* _Stated exercise_:
How many lines in the records below contain the string "patch"? Reply with the number alone.

* _Data shown_:
((

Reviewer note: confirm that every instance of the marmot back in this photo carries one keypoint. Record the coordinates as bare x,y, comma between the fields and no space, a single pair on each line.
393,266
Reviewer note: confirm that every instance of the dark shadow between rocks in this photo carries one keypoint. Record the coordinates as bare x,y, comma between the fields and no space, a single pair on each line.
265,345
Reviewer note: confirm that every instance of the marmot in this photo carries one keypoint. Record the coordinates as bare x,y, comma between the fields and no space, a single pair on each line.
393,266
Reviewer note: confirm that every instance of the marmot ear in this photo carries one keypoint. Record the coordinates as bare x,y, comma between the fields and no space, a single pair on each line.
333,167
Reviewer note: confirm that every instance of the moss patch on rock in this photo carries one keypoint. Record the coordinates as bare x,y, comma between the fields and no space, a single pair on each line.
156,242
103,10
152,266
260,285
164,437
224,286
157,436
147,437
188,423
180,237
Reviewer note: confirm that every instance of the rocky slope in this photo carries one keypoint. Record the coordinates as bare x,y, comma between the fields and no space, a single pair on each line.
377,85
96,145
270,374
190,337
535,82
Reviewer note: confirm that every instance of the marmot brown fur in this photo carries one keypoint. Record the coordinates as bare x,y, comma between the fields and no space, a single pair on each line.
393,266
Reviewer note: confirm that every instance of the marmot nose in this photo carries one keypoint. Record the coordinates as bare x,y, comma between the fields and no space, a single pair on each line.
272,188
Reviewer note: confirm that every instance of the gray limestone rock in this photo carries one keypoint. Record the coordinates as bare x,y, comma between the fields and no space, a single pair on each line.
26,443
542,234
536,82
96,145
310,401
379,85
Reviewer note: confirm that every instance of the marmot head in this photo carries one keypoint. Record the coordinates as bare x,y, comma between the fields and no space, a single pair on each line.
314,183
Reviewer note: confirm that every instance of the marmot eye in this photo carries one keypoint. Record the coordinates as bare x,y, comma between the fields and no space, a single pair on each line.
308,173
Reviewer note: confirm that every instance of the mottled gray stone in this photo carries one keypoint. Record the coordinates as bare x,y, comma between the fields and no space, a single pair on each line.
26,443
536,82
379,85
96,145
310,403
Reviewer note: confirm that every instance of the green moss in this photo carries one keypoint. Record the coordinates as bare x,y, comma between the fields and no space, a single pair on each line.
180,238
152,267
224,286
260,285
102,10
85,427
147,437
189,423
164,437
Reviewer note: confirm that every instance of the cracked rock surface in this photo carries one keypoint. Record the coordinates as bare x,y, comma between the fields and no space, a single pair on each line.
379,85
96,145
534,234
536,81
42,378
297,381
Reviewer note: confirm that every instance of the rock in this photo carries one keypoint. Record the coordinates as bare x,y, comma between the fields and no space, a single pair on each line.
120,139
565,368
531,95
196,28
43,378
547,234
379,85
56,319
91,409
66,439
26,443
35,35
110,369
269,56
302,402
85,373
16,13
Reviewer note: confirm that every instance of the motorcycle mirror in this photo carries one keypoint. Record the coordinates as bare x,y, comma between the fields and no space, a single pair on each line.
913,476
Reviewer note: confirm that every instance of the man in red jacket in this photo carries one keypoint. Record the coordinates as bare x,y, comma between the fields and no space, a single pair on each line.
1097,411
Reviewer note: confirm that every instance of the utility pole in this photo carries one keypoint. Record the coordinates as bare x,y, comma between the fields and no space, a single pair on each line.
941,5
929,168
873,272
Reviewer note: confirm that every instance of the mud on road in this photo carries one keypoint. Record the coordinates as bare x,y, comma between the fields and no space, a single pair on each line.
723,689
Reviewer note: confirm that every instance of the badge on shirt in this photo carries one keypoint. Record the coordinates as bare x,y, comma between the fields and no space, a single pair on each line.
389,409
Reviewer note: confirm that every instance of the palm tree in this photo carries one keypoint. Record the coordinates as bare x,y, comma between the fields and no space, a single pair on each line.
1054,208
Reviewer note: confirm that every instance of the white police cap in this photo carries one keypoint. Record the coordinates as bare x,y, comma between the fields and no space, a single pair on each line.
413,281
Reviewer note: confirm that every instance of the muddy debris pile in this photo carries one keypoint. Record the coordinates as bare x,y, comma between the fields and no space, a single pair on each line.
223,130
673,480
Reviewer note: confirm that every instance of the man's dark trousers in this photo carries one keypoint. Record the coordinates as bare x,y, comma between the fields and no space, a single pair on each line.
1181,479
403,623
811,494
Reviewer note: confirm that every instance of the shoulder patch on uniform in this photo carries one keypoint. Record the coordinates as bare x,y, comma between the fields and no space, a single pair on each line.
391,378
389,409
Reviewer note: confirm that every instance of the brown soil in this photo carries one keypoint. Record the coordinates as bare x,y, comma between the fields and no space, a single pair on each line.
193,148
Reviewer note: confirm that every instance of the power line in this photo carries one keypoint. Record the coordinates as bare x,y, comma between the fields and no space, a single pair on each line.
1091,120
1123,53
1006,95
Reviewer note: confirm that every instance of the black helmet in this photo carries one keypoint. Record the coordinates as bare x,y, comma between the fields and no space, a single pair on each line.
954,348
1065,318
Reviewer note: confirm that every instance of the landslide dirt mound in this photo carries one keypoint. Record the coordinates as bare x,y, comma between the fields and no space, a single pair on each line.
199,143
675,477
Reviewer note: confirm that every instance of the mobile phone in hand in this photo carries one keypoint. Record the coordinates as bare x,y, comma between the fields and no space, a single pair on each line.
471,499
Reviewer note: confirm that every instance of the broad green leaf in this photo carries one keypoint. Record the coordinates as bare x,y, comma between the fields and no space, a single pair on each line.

))
((

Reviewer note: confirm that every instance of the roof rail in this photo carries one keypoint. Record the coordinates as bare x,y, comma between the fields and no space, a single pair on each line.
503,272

))

* _Output of the task_:
2